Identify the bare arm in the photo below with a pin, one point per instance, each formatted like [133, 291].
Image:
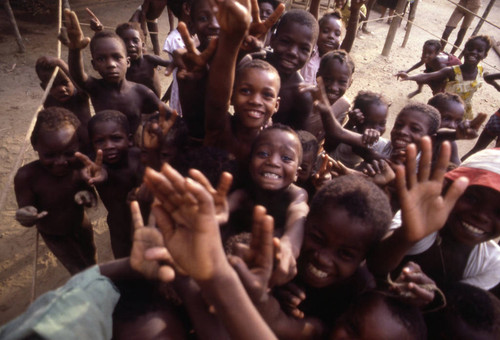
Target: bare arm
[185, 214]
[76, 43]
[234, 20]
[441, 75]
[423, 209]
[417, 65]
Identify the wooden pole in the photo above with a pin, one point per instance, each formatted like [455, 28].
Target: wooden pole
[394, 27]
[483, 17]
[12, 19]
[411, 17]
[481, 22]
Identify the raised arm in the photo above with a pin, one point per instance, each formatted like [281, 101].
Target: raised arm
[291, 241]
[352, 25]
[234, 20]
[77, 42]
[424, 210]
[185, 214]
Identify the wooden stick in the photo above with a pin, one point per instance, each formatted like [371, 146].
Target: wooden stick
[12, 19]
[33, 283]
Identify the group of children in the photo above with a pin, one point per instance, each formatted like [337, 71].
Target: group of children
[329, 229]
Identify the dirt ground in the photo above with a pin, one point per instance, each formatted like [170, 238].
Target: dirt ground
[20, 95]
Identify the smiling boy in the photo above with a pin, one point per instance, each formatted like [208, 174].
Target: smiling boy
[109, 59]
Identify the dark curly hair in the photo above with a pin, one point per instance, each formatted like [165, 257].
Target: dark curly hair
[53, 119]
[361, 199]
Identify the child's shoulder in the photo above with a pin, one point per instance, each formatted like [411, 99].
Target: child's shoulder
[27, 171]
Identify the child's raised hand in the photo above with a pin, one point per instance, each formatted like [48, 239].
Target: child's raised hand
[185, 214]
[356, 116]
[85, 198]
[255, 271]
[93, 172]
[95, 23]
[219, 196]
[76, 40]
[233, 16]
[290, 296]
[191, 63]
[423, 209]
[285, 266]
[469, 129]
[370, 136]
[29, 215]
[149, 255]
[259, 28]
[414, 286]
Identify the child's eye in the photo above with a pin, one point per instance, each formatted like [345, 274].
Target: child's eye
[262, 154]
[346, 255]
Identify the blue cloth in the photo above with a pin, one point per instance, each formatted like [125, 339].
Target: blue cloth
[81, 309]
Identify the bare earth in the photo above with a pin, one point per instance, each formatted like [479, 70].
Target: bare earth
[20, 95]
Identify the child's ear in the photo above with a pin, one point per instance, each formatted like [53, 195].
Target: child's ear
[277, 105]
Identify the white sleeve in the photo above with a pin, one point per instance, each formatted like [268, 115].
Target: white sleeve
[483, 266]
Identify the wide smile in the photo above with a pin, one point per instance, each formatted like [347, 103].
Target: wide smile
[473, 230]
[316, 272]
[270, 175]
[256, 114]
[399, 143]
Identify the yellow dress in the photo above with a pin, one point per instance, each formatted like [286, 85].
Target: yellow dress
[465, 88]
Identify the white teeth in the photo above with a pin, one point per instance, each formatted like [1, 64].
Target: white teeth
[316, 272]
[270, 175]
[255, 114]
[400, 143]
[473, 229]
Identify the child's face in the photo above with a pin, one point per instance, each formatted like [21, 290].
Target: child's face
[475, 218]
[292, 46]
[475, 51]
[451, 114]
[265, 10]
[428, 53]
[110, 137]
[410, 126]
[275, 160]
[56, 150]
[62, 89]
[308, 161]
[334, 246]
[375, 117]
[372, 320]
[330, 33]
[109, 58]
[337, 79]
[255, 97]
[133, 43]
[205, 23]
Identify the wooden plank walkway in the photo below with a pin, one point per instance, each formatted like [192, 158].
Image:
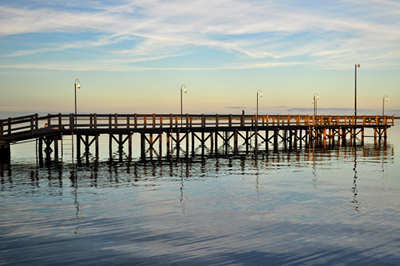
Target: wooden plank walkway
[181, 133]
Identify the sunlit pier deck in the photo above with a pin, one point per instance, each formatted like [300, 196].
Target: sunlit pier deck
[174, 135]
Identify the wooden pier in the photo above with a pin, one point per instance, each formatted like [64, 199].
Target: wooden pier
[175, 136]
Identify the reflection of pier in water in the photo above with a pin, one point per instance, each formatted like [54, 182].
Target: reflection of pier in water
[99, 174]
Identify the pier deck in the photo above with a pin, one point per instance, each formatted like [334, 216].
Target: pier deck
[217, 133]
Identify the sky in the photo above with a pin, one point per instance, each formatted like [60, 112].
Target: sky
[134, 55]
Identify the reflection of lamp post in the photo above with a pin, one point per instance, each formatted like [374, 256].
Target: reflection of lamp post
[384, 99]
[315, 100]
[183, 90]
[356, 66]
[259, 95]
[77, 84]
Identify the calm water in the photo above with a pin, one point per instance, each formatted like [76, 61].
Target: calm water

━━━━

WRITTEN INSTRUCTION - Copy out all of the data above word for word, but leave out the pictures.

COMPLETE ANSWER -
Identify the bare arm in the photo below with a pin, one point per instance, each formatted like [133, 291].
Image:
Target: bare arm
[185, 214]
[76, 43]
[234, 20]
[441, 75]
[423, 209]
[417, 65]
Identify the wooden pole in the photo above with a pin, one point per instance, each formatted like [455, 28].
Target: wooden pole
[394, 27]
[483, 17]
[12, 19]
[411, 17]
[481, 22]
Identify the raised arm in the photo above with a pin, one point per instance, each formatted like [281, 101].
Target: raised arm
[291, 241]
[352, 25]
[234, 20]
[77, 42]
[424, 210]
[185, 214]
Identify the wooden stick in the photo above with a pin, one point per instance, each formatted like [371, 146].
Target: wooden stick
[12, 19]
[33, 283]
Identify the group of children in the photo above with a pin, one point per instance, each formatted like [337, 71].
Target: group of children
[329, 229]
Identify the dirt ground in the photo above with a pin, one point per instance, each formatted like [170, 238].
Target: dirt ground
[20, 95]
Identify the smiling boy in the photo above with a pin, one point per instance, each formatted like [208, 174].
Target: smiling boy
[109, 59]
Identify the dark curly hair in the photo above with a pin, one point per instance, each formatted like [165, 257].
Target: dark curly hair
[53, 119]
[361, 199]
Identify the child's shoulder in the photo above with a pin, one point per instance, each formatted like [411, 99].
Target: child's shoulder
[27, 171]
Identify the child's raised hand in the photo above with a pin, one point per instance, each formatted like [48, 239].
Target: child's raised hand
[185, 214]
[356, 116]
[85, 198]
[255, 271]
[93, 172]
[95, 23]
[219, 196]
[76, 40]
[233, 16]
[290, 296]
[191, 63]
[423, 209]
[285, 266]
[469, 129]
[370, 136]
[29, 215]
[149, 255]
[259, 28]
[414, 286]
Identify the child's eye in the photo above with a pin, one point per instance, each formatted like [345, 274].
Target: child's eye
[262, 154]
[346, 255]
Identify the blue cloth in the photo above with a pin, one point per instance, each formatted like [125, 339].
Target: blue cloth
[81, 309]
Identify the bare earth in the photo above with a pin, one point per instance, each formatted like [479, 70].
Target: bare earth
[20, 95]
Identify the child's ear in the photo above with a pin, one point per instance, each formatted like [53, 195].
Target: child's ear
[277, 105]
Identify the white sleeve in the photo above with a pin, one point per instance, each formatted like [268, 115].
Target: white sleeve
[483, 266]
Identify the wide smile in the photo above with a pin, one point per instance, each formatted like [347, 103].
Target: wide smile
[473, 230]
[316, 272]
[270, 175]
[256, 114]
[399, 143]
Identify the yellow dress in the photo above with a pin, one point per instance, each formatted like [286, 85].
Target: yellow dress
[465, 88]
Identify the white teeth in the photo above with a pin, one point per instance, each formatted like [1, 64].
Target: white teeth
[316, 272]
[270, 175]
[255, 114]
[400, 143]
[473, 229]
Identify the child's face in the photo above with a pin, one point per instance, each formatted like [21, 290].
Target: child's face
[475, 218]
[292, 46]
[475, 51]
[451, 114]
[265, 10]
[428, 53]
[110, 137]
[410, 126]
[275, 160]
[56, 150]
[62, 89]
[308, 161]
[334, 246]
[375, 117]
[372, 320]
[330, 33]
[109, 58]
[337, 79]
[255, 97]
[133, 43]
[205, 23]
Identify the wooden plank walkway in the photo below with a pin, one point per instance, each formatted like [192, 158].
Image:
Target: wooden plank walkway
[181, 133]
Identify the sunlit pier deck in the photo above with a pin, one point per instance, each formatted like [300, 196].
Target: sunlit pier deck
[174, 135]
Identify the wooden pier in the photo above with a pin, one point per instance, each formatted like [64, 199].
Target: wooden pier
[175, 136]
Identify the reflection of pier in water in the photo above with a pin, one point per instance, each formatted like [54, 182].
Target: reflection of pier in water
[99, 174]
Identify the pier deck in the photo above with a pin, one point per instance, each formatted like [334, 216].
Target: pier deck
[217, 133]
Identify the sky in the photo above with a pin, one point per instance, each formatted like [60, 112].
Target: sky
[134, 55]
Identify the reflection of lamp post in the photo above with a pin, one point per instance, each formatted like [374, 256].
Target: reflection of lamp post
[384, 99]
[315, 100]
[183, 90]
[356, 66]
[259, 95]
[77, 84]
Identify the calm water in the photo above with a pin, one point per instance, each formatted like [76, 61].
Target: calm water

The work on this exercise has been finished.